— Information shown —
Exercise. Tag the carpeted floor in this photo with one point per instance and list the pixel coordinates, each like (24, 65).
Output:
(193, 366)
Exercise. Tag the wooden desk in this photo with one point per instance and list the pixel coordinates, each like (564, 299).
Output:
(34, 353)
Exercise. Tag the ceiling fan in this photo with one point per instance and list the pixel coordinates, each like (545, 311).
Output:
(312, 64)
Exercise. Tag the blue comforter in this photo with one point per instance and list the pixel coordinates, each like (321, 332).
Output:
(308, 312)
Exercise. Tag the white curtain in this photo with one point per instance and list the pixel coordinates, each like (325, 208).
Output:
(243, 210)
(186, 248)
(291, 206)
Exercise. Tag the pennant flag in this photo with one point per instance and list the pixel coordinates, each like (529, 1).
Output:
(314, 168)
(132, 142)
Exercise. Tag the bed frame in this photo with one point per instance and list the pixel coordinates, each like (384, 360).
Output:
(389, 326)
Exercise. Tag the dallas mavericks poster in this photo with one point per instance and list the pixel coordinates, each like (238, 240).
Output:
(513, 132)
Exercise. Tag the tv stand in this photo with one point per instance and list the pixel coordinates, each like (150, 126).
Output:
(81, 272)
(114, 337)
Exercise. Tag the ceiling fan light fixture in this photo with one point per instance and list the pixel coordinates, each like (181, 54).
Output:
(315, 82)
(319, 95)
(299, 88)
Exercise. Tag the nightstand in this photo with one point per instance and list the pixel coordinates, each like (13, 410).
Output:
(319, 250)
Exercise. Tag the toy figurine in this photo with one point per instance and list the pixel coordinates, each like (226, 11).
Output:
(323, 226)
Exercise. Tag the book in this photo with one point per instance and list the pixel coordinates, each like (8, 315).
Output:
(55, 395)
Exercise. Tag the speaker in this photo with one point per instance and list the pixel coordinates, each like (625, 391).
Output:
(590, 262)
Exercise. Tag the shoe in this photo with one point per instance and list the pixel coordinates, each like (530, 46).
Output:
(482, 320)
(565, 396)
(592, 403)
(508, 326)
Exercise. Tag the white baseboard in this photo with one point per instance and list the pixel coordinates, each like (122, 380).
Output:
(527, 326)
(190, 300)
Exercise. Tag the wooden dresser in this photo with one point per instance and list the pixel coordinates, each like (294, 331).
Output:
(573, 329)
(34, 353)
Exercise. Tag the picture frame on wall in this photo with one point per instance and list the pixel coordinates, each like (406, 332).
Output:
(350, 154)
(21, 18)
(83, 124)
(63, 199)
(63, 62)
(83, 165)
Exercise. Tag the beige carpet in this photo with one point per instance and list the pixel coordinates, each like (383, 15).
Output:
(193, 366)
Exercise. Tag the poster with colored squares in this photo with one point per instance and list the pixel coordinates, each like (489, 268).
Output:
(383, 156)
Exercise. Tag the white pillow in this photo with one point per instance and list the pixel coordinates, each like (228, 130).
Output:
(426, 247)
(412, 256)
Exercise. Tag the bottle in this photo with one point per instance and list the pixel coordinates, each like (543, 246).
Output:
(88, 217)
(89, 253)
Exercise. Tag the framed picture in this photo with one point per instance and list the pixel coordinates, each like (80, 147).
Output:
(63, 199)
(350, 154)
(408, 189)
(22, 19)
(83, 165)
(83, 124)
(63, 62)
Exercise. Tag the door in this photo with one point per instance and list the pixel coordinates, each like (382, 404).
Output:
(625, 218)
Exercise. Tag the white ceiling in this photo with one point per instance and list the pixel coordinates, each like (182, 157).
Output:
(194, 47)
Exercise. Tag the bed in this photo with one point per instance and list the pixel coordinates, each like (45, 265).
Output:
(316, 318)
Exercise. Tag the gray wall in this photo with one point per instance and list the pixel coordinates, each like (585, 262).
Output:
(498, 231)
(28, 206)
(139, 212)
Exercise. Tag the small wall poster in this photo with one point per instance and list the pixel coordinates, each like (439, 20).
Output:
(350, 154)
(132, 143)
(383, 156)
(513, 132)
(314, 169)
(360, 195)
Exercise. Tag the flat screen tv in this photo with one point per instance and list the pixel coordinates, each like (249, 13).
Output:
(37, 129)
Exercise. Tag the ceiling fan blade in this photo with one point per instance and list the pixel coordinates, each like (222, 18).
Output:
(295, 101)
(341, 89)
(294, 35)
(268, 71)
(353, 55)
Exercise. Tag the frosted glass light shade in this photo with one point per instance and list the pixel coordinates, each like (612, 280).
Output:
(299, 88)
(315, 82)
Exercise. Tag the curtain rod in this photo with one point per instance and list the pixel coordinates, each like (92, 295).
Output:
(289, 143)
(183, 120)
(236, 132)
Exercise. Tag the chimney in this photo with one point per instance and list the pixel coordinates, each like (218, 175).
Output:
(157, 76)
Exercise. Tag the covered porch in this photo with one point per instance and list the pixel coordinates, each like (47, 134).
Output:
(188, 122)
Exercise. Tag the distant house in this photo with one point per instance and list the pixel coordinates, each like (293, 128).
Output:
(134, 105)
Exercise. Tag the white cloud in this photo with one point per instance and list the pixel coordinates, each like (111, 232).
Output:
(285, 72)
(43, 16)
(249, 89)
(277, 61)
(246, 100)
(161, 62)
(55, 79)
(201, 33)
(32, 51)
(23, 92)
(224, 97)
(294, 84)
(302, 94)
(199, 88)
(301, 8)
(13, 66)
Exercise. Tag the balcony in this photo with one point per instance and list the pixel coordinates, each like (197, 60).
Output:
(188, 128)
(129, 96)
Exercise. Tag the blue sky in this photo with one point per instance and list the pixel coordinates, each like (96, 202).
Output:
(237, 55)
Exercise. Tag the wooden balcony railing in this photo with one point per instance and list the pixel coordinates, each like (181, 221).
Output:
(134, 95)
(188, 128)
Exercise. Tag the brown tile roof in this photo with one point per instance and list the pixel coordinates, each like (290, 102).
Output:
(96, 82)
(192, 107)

— Exercise aim —
The data above should be reproduced in full and exactly.

— Solution for this problem —
Exercise. Tag the carpeted floor in this photo with one point per instance and list the pixel coordinates, each like (24, 65).
Output:
(193, 366)
Exercise. Tag the wooden desk in this photo with one point per instance and list the pixel coordinates, each like (564, 299).
Output:
(34, 353)
Exercise. Tag the ceiling fan in this photo with one point per instance and list the pixel coordinates, each like (545, 311).
Output:
(312, 64)
Exercise. Tag the blue comforter in this photo with one point per instance and list the pixel coordinates, each like (321, 332).
Output:
(308, 312)
Exercise. Tag the white curtain in this photo with one point per instance and list the pixel coordinates, each like (325, 208).
Output:
(243, 210)
(186, 248)
(291, 206)
Exercise. Tag the pennant flag in this photo with one point per instance and list the pixel coordinates, each like (529, 1).
Output:
(314, 168)
(132, 142)
Exercise. Tag the bed frame in this photo with one point per instance and list the pixel coordinates, each like (384, 360).
Output:
(389, 326)
Exercise. Tag the dallas mavericks poster in this photo with one point per instance and list the pixel coordinates, each like (238, 240).
Output:
(513, 132)
Exercise. Tag the tv stand in this photo with one point per instance and list the pixel coordinates, each like (150, 126).
Output:
(81, 272)
(114, 337)
Exercise. Tag the ceiling fan light fixture in this photo with one point per instance and list the pixel coordinates, each like (181, 54).
Output:
(315, 82)
(319, 95)
(299, 88)
Exercise. Tag the nightstand in this photo with one point per instance and list the pixel coordinates, each like (13, 410).
Output:
(319, 250)
Exercise. Tag the toy figurine in this photo with one point per instance and list the pixel coordinates, each like (226, 11).
Output:
(323, 226)
Exercise. Tag the book in this photo with one point per instance and list the pixel coordinates, each like (8, 315).
Output:
(55, 395)
Exercise. Tag the speaker in this photo with one point per instance and list the pixel coordinates, each like (625, 391).
Output:
(590, 262)
Exercise. Tag the shoe in this photo with one point per instance and list the pixel coordinates, each like (530, 46).
Output:
(482, 320)
(565, 396)
(592, 403)
(508, 326)
Exercise. Tag the white baseboard in this photo with one point per instance and list the pixel coordinates, each like (122, 380).
Output:
(527, 326)
(190, 300)
Exercise. Tag the wooden dresser in this photo with one point per instance and list the pixel coordinates, each like (294, 331).
Output:
(573, 329)
(34, 353)
Exercise. Tag the picture frame on wall in this photo with one point per instance and list the pixel coordinates, each like (406, 332).
Output:
(350, 154)
(21, 18)
(83, 124)
(63, 199)
(63, 62)
(83, 165)
Exercise. Tag the beige carpet in this photo with one point per instance and list the pixel coordinates, each like (383, 15).
Output:
(193, 366)
Exercise. Tag the poster with colored squares in this photo with one point per instance and list the pixel coordinates, each like (489, 268).
Output:
(383, 156)
Exercise. Tag the white pillow in this photo with one point per instance and list the pixel coordinates, each like (228, 130).
Output:
(426, 247)
(412, 256)
Exercise. Tag the bottle in this photo with one point per instance and list the pixel coordinates, each like (543, 246).
Output:
(88, 217)
(89, 253)
Exercise. Tag the framed picture in this photo with one point per instance and list the pixel coordinates, each like (80, 147).
Output:
(63, 199)
(350, 154)
(408, 189)
(22, 19)
(83, 165)
(83, 124)
(63, 62)
Exercise. Tag the door in this photo with one point per instance and list the pixel coordinates, each like (382, 404).
Output:
(625, 218)
Exercise. Tag the white ceiling in this photo with one point per instance and list the pixel coordinates, each like (182, 157).
Output:
(194, 47)
Exercise. Tag the bed in this photo with one point per instance and list the pixel coordinates, each like (45, 265).
Output:
(316, 318)
Exercise. Tag the gray wall in this photo with one point per instance and list the pixel coordinates, each like (585, 262).
Output:
(498, 231)
(28, 206)
(139, 212)
Exercise. Tag the small wall poster in this photo with one point per instance and list the pixel coordinates, each like (439, 20).
Output:
(350, 154)
(132, 143)
(383, 156)
(513, 132)
(314, 169)
(360, 195)
Exercise. Tag the flat screen tv in this photo with one point per instance and list the pixel coordinates, each like (249, 13).
Output:
(37, 129)
Exercise. Tag the ceiling fan blade in this photo with one point per instance and list the pixel coordinates, each like (222, 18).
Output:
(295, 101)
(341, 89)
(294, 35)
(268, 71)
(353, 55)
Exercise. Tag the frosted glass light shade in this photo with one point per instance and list the pixel coordinates, each like (612, 280).
Output:
(299, 88)
(315, 82)
Exercise. Tag the curtain rod in this photo with one point per instance and list the pixel coordinates, each like (92, 295).
Output:
(289, 143)
(183, 120)
(236, 132)
Exercise. Tag the chimney in this photo with one point per instance and list the pixel coordinates, each like (218, 175).
Output:
(157, 76)
Exercise. Tag the covered porch in this photo with one point per instance and list the pixel coordinates, each like (47, 134).
Output:
(188, 122)
Exercise. Tag the distant house in this photo with one point per instance and list the pixel coordinates, each like (293, 128).
Output:
(134, 105)
Exercise. Tag the white cloud in this photo with one point per instance and list the pixel coordinates, each like (111, 232).
Output:
(285, 72)
(43, 16)
(249, 89)
(277, 61)
(246, 100)
(161, 62)
(55, 79)
(201, 33)
(32, 51)
(23, 92)
(224, 97)
(294, 84)
(302, 94)
(199, 88)
(301, 8)
(13, 66)
Exercise. Tag the balcony in this photo with one point per instance and list the pixel coordinates, each like (197, 60).
Output:
(188, 128)
(129, 96)
Exercise. Tag the blue sky in this photo with one point per instance and list the pixel coordinates, each like (96, 202).
Output:
(237, 55)
Exercise. Tag the wooden balcony railing in this photo with one point per instance and list the pixel coordinates, each like (181, 221).
Output:
(134, 95)
(188, 128)
Exercise. Tag the brown tile roof in this photo with one point per instance and list the pixel coordinates, each like (290, 102).
Output:
(96, 82)
(192, 107)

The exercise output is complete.